-- Selected text --
Microservices communications: Publishing messages to a bus in a reliable way

Anastasios Piotopoulos — Written by Tasos Piotopoulos

Lead Engineer | MBA Candidate | M.Sc. Software Engineering & Ubicomp

The context

In microservices design, we often need a service to publish messages or events to a message bus to notify other services that something interesting has happened.

Perhaps a user has subscribed to our newsletter, and the Email Sender service needs to know so it can send a welcome email, or the Reservation Analytics service needs to be aware of all the reservations and cancellations within our restaurants’ platform to keep the business informed.

No matter which messaging solution we choose, e.g. Kafka, RabbitMQ, or Azure Service Bus, there is a common design problem that we need to be aware of and avoid.

The problem

Imagine that an interesting change is about to happen in our system; let’s say a user has filled out their information and is about to click the Register button. Upon processing this request, the User microservice needs to perform two actions:

persist the new user’s information in its database, and
publish a UserRegistered event to a message broker

Both steps are essential for our system to function correctly, so they should either both succeed or fail. For example, if the user info gets persisted, but the event doesn’t get published, then the Subscription service won’t know about the new user and won’t activate their trial subscription.

-- Information provided --
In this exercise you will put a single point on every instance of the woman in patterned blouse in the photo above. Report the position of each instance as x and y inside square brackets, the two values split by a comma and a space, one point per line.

-- Requirement 1 --
Name every service or microservice that the microservices article mentions by name.
-- Requirement 2 --
Write the next part of the microservices article, picking up right after its last sentence.

-- Task result 1 --
Email Sender service, Reservation Analytics service, User microservice, Subscription service

-- Task result 2 --
graph TD; req(Request)-->svc[Service]; svc[Business Microservice]-- Write 1 - OK -->db[Database]; svc[Business Microservice]-. Write 2 - Fail .->bus[Message Bus];

It might sound essential that the two steps above are performed together, but this double write can lead to several problems. For example:

When the message broker is down or unreachable: A message broker is an independent system with its own uptime/SLA, which means it can be down when we attempt to use it. We also communicate with it over the network, which is unreliable by definition, so the broker can be unreachable when we try to send a message.
When the service is killed mid-way: As soon as the database persistence step completes, the service dies unexpectedly. The message publishing step doesn’t happen at all.
When requests have to be processed fast: Talking to a database and a message broker means that we talk to two different systems over a network, which adds to the total response time. If our service’s response SLA is tight, this might be an issue.
When we need to republish old events: Imagine that we have just deployed a new microservice, and it needs to catch up with all events that occurred within the last 30 days. The TTL (time to live) for messages in our bus is 7 days, so most of the events have disappeared. We need a way to republish these missing events without changing the state of any elements in the database. If those two actions are coupled, we have a problem.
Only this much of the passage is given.